══ DATASET RECORDS ══

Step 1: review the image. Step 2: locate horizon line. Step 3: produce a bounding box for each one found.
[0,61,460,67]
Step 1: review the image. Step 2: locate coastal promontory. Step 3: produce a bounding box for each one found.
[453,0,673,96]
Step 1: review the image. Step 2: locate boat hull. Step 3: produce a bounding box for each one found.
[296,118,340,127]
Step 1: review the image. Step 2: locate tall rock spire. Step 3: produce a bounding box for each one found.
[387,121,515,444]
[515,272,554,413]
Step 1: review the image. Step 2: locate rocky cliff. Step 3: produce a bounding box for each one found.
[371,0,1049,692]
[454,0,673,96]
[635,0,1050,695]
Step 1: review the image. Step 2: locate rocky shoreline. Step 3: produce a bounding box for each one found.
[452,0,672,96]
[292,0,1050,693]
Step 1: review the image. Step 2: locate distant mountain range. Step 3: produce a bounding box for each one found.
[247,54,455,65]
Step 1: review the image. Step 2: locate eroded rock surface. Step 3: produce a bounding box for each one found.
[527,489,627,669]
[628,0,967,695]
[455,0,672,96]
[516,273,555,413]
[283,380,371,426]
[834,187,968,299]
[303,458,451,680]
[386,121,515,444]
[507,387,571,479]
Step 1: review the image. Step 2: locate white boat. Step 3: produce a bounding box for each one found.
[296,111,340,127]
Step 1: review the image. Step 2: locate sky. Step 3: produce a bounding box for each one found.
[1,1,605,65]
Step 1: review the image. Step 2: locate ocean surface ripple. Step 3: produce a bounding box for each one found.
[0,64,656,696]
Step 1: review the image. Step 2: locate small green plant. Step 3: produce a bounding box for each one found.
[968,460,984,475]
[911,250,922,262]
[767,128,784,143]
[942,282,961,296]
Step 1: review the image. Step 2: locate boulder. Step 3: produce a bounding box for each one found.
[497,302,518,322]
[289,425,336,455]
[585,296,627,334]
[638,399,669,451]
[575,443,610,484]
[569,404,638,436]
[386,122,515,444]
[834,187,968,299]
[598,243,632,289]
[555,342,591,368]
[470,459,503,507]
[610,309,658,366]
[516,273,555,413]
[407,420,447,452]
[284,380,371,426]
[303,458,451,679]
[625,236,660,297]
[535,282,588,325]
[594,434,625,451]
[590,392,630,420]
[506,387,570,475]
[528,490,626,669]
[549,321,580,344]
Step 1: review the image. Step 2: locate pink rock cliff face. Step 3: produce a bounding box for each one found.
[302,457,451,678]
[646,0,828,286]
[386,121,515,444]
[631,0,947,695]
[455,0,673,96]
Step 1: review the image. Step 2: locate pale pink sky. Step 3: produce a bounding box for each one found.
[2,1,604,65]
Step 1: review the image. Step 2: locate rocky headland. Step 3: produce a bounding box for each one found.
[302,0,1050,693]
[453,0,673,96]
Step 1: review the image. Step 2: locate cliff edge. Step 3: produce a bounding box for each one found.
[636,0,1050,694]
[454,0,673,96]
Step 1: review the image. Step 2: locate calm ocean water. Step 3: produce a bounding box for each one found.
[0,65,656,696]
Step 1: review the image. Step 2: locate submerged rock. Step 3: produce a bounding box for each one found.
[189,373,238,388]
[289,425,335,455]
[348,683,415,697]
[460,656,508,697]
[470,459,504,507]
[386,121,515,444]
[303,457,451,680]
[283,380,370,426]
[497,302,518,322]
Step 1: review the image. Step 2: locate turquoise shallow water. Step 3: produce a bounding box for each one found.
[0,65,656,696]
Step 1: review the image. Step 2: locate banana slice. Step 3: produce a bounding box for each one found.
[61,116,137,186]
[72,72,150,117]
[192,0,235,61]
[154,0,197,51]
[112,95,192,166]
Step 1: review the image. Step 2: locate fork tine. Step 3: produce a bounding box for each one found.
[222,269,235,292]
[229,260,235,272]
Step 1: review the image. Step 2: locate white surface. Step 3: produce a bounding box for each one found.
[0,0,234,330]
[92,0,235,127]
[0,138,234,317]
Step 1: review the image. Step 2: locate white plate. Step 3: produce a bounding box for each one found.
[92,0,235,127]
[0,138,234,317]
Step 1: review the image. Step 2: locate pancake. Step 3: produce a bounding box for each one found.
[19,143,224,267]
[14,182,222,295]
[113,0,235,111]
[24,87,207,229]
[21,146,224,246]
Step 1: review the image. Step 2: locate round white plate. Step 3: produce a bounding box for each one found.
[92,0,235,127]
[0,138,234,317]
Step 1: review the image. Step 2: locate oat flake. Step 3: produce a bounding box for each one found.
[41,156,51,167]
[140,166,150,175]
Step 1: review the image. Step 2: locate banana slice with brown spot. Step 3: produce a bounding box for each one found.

═══

Restate all of the material, keeping every word intact.

Step 1: review the image. Step 2: locate horizon line. Step 3: produce a bounding box for each one found.
[0,61,460,67]
Step 1: review the image. Step 2: locate coastal promontory. Step 3: produce a bounding box for each one found.
[453,0,673,96]
Step 1: review the image. Step 2: locate boat hull. Step 3: produce a bounding box for each one found.
[296,118,340,127]
Step 1: review the image. Step 2: locate tall rock spire. Step 3: produce a bounding box for each one found.
[387,121,515,444]
[515,272,554,413]
Step 1: review the image. Step 2: locate rocky cliff. Step 3: produce a bounding box for each one found.
[371,0,1049,692]
[454,0,673,96]
[635,0,1050,695]
Step 1: review the image. Step 2: locate rocky shoreline. Step 3: produce a bounding box for each one found.
[452,0,672,96]
[292,0,1050,693]
Step 1: review the image. Step 2: locate distant mountain range. Step 3: produce a bounding box for each one found.
[247,54,455,65]
Step 1: review the image. Step 2: locate eroded rock surface. Step 3: produce a bounding box for each one found.
[527,489,627,669]
[628,0,967,695]
[455,0,672,96]
[516,273,555,413]
[283,380,371,426]
[834,187,968,299]
[303,458,451,680]
[386,121,515,444]
[507,387,571,479]
Step 1: review the image. Step 2: locate white boat. Step 3: produce a bounding box for each one found.
[296,111,340,127]
Step 1: review the image. Step 2: locate sky. Step 3: produce a bounding box for each one found.
[1,1,605,65]
Step 1: review the image. Step 2: locate ocean surface ripple. Step 3: produce a bounding box for each one found.
[0,64,656,696]
Step 1: review the image. Step 2: locate small green plant. Step 3: produce a bounding box for each one found.
[968,460,984,475]
[911,250,922,262]
[767,128,784,143]
[942,282,961,296]
Step 1: review the image. Step 2: locate boulder. Step 3: produce a bounding box for each one found.
[497,302,518,322]
[289,425,336,455]
[585,296,627,334]
[638,399,669,451]
[575,443,610,484]
[569,404,638,436]
[386,122,515,444]
[834,187,968,299]
[598,243,632,289]
[555,342,591,368]
[470,459,503,507]
[610,309,658,366]
[516,273,555,413]
[407,420,447,452]
[284,380,371,426]
[303,458,451,679]
[625,236,660,297]
[535,282,588,325]
[594,434,625,451]
[590,392,630,420]
[506,387,570,475]
[528,490,626,669]
[549,321,580,344]
Step 1: review the image. Step 2: locate pink rock cliff face. Step 3: produce a bounding box for each one found.
[302,457,451,678]
[646,0,828,286]
[386,121,515,444]
[631,0,947,695]
[455,0,673,96]
Step 1: review the image. Step 2: locate pale pink sky. Step 3: produce a bounding box for each one found.
[2,1,604,65]
Step 1: review the image. Step 2: locate rocky headland. Step 3: produce a bounding box for each one found.
[302,0,1050,693]
[453,0,673,96]
Step 1: review the image. Step 2: locate cliff edge. Step 3: produce a bounding box for each one found.
[636,0,1050,694]
[454,0,673,96]
Step 1: review the image. Step 2: locate calm ocean water. Step 3: produce a bounding box for each one found.
[0,65,656,696]
Step 1: review the image. Step 2: locate submerged rock. Step 3: produce a bounding box for each one found.
[189,373,238,388]
[289,425,335,455]
[348,683,415,697]
[460,656,508,697]
[470,459,504,507]
[386,121,515,444]
[303,457,451,680]
[283,380,370,426]
[497,302,518,322]
Step 1: review the image. Step 2: locate turquoise shallow water. Step 3: produce a bounding box for each one found.
[0,65,656,696]
Step 1: review the image. Step 2: locate banana slice. Step 3: produce a bounding box for each one found.
[61,116,137,186]
[72,72,150,117]
[192,0,235,61]
[154,0,197,51]
[112,95,192,166]
Step 1: review the image. Step 2: locate fork tine. Step 3: produce a bounding box for each one found.
[222,269,235,292]
[229,260,235,272]
Step 1: review the image. Step 2: locate white surface. Step 3: produce a bounding box for each one found.
[0,0,234,330]
[92,0,235,127]
[0,138,234,317]
Step 1: review the image. Step 2: locate white plate. Step 3: produce a bounding box for each one found.
[92,0,235,127]
[0,138,234,317]
Step 1: review the image. Step 2: locate pancake. Step 3: produce a bounding box for each one found.
[19,143,224,267]
[14,182,222,295]
[113,0,235,111]
[24,87,207,229]
[21,146,224,246]
Step 1: review the image. Step 2: locate round white plate. Step 3: produce a bounding box for each one found.
[92,0,235,127]
[0,138,234,317]
Step 1: review the image. Step 2: locate oat flake. Step 3: produce a bounding box for each one found.
[41,156,51,167]
[140,166,150,175]
Step 1: review the image. Step 2: locate banana slice with brown spot. Step 3: produce a bounding box for each one found.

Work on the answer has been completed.